Zeilen mit Daten zu Begrenzungsrahmen:

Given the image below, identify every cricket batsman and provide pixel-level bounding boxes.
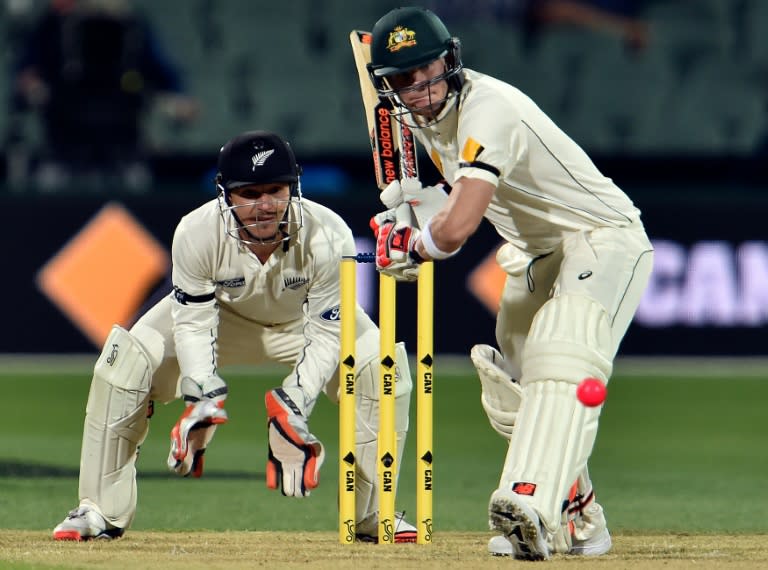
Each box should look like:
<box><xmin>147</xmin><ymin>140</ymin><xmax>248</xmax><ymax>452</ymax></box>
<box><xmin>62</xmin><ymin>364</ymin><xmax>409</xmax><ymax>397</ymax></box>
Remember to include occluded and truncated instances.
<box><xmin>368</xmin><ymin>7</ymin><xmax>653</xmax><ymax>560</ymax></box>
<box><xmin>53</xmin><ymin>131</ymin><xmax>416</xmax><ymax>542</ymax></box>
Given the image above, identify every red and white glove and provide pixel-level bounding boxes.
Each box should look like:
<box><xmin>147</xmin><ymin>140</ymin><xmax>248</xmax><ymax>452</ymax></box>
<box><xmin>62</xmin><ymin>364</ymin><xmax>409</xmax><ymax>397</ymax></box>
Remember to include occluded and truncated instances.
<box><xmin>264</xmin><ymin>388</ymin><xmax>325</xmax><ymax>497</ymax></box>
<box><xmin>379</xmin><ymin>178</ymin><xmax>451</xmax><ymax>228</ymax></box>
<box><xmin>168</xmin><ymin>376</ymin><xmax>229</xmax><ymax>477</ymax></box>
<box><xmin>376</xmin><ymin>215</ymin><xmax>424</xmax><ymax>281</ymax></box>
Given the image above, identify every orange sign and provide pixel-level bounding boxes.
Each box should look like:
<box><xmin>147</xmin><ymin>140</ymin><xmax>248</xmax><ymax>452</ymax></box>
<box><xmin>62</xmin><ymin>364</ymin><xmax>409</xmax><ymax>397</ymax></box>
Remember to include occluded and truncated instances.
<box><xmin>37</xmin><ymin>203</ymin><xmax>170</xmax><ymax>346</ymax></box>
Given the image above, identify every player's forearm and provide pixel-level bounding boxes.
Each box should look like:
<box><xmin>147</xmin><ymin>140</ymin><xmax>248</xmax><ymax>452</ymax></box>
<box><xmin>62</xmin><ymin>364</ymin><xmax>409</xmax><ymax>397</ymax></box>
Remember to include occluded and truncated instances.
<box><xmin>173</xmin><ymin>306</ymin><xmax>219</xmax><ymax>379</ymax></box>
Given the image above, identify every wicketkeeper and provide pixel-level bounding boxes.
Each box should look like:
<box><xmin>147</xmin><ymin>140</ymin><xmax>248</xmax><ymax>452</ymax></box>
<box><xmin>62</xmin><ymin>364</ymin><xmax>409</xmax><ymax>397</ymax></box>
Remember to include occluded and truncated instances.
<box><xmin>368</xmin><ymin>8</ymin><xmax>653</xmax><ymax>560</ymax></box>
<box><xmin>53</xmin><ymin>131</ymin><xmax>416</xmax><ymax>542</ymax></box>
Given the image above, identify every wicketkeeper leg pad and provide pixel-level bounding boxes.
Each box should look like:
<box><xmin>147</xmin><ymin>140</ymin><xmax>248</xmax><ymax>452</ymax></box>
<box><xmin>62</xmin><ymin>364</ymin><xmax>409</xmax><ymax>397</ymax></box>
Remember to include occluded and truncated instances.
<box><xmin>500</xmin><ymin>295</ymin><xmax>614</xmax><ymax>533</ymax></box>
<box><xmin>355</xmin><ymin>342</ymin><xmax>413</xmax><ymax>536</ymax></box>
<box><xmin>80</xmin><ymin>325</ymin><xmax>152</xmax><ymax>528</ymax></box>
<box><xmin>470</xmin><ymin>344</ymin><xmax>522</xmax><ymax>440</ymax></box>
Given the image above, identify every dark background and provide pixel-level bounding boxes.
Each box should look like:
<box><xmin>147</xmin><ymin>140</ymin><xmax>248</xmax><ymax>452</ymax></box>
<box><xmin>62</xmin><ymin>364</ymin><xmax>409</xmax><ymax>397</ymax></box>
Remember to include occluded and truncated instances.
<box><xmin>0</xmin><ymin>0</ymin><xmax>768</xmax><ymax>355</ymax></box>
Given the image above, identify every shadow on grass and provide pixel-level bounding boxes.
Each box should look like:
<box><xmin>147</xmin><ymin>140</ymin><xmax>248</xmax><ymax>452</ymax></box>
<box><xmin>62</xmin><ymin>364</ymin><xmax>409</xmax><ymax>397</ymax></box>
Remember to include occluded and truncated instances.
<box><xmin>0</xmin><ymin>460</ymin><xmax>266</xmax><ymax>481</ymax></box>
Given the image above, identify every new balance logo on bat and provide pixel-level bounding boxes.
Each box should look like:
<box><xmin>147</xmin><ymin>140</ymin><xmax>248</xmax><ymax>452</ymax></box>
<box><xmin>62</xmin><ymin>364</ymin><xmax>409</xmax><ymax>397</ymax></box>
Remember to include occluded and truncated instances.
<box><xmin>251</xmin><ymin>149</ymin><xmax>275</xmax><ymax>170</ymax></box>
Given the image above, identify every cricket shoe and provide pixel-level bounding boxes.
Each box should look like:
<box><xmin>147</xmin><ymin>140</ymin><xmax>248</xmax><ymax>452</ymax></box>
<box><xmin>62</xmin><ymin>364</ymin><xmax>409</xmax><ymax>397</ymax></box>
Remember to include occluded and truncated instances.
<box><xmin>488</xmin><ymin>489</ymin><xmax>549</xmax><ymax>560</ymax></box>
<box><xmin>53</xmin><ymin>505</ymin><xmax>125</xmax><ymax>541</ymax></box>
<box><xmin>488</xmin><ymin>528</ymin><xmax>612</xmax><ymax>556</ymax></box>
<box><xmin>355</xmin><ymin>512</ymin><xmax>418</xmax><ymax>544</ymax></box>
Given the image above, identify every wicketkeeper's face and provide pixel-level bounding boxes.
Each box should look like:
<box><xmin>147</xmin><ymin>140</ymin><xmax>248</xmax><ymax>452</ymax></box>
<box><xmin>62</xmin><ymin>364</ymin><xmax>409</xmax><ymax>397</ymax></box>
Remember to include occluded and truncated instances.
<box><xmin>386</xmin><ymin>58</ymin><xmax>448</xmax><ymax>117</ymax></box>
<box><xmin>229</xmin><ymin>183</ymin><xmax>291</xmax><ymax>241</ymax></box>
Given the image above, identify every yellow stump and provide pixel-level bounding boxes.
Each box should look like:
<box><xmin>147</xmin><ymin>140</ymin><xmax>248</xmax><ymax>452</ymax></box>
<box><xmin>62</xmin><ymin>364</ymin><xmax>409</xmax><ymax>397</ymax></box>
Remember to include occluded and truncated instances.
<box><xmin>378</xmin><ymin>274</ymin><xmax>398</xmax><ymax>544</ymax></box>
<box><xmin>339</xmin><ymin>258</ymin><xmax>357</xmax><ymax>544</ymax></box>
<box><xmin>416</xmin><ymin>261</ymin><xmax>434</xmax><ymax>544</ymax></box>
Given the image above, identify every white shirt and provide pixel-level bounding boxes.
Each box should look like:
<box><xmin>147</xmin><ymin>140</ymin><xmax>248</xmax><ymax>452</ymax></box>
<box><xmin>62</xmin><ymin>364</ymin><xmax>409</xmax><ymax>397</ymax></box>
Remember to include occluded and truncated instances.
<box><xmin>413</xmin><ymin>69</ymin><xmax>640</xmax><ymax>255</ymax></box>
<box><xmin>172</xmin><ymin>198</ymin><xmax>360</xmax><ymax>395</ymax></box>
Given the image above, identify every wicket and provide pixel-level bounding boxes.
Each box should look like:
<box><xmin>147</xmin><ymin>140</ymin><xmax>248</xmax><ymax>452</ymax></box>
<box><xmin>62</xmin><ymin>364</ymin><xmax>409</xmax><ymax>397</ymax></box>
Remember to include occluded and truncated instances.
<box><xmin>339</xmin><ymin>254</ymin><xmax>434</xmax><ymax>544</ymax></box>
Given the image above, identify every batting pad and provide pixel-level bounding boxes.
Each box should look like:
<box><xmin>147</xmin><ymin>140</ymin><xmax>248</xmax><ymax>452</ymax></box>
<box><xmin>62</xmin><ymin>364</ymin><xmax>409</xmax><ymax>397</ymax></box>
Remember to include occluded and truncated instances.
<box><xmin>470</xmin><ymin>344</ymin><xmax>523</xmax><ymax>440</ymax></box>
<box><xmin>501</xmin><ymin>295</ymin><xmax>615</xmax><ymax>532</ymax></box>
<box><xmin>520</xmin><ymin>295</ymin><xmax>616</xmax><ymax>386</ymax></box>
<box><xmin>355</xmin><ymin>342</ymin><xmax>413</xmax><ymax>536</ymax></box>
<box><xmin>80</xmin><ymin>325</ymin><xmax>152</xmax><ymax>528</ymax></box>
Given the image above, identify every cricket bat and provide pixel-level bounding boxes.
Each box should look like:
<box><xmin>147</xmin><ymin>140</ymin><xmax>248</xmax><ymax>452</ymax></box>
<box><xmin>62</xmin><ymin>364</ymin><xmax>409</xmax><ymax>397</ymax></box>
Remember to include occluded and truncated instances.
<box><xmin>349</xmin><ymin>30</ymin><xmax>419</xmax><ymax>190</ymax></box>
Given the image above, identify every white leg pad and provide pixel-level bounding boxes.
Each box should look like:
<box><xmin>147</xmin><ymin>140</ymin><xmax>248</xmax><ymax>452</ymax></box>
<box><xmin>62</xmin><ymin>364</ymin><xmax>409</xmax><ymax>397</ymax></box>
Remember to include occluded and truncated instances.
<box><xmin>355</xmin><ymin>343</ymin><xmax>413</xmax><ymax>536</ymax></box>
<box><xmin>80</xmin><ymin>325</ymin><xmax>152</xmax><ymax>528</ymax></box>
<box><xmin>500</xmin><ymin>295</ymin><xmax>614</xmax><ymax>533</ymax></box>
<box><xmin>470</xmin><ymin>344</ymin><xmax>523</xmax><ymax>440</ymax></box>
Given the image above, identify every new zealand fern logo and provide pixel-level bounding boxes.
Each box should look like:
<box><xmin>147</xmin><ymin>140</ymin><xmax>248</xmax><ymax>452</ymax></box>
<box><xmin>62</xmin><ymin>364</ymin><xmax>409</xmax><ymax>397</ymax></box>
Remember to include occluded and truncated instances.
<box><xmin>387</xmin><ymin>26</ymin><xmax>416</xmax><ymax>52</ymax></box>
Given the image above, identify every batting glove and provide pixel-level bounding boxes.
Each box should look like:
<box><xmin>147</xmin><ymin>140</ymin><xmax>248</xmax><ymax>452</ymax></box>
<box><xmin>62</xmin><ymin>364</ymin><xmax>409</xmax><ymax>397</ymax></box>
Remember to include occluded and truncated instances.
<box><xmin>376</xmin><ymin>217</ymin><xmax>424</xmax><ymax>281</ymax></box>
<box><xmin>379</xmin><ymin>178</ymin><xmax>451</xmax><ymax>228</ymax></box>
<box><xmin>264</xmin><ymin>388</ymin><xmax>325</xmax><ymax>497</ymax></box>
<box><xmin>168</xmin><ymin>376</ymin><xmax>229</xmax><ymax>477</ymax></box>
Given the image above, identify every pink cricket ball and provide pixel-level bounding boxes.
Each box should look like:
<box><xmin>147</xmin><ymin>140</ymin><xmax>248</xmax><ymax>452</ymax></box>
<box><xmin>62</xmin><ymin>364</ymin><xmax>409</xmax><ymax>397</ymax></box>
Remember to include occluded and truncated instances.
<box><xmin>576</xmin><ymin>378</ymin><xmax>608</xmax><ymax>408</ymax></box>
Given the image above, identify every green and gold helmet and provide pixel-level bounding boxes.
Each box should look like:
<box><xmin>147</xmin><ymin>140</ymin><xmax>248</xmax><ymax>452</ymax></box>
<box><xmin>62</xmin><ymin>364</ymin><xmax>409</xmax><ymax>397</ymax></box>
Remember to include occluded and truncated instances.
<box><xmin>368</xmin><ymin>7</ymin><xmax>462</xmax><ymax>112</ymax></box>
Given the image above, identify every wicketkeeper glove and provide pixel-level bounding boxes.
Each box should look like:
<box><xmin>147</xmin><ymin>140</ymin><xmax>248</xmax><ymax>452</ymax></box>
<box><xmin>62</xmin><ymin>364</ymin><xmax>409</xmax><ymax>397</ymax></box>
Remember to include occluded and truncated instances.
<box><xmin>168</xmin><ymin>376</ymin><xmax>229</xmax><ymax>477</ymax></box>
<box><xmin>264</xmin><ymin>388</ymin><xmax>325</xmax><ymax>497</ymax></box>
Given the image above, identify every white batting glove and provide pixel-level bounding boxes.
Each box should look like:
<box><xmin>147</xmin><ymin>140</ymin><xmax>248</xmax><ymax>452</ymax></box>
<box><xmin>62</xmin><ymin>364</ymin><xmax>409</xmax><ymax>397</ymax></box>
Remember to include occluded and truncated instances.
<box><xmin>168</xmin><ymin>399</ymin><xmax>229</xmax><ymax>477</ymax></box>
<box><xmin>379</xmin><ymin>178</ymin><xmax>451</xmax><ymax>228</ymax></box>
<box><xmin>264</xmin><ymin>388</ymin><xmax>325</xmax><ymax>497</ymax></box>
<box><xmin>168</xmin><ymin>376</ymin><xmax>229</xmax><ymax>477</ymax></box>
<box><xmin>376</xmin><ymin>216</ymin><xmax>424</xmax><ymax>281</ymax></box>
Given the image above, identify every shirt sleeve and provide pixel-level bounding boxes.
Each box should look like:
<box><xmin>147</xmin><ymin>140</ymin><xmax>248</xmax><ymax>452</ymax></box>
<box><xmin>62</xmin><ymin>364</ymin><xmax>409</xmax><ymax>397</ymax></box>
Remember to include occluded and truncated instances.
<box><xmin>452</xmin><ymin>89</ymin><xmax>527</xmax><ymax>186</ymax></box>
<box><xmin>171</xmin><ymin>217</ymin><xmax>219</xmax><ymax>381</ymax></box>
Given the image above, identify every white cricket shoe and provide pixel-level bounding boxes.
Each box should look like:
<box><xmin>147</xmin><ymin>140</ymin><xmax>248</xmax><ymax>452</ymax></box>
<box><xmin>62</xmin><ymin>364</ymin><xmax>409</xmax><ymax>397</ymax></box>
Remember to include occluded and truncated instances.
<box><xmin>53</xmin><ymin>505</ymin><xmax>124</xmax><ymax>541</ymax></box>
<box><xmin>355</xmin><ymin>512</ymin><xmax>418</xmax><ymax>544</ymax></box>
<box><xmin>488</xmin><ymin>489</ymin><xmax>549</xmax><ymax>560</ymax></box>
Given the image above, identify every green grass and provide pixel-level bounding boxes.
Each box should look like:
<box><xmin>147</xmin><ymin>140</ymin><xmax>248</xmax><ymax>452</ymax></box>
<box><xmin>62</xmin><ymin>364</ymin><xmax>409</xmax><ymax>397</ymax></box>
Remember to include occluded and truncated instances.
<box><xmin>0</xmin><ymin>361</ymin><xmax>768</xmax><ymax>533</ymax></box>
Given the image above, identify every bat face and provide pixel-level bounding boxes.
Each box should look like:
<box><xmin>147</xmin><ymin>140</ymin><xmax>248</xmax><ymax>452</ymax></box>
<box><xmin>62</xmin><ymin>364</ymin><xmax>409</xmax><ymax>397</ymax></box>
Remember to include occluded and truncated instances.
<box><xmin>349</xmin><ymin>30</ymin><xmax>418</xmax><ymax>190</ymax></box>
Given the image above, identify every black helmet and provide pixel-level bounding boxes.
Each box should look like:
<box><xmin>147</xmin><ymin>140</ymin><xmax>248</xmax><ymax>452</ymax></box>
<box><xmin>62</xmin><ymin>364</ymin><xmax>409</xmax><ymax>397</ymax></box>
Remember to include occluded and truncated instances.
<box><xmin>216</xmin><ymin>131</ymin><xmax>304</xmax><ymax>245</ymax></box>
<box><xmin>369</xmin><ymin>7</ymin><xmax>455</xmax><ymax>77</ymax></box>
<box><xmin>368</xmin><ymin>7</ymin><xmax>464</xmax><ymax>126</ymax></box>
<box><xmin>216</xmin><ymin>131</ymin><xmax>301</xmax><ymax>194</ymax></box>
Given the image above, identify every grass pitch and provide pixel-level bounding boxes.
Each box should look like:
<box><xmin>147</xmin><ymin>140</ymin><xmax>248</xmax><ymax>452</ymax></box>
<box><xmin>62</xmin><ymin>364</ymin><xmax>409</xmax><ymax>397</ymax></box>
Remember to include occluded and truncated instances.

WAS ZU TUN IST:
Zeige jede Zeile der Einträge oben, in der das Wort „face“ vorkommt. Dabei zählt Groß- und Kleinschreibung.

SCHRIFTLICHE ANTWORT:
Given the image above, identify every wicketkeeper's face and provide pixel-level bounding boxes.
Given the image above, identify every bat face and provide pixel-level bounding boxes.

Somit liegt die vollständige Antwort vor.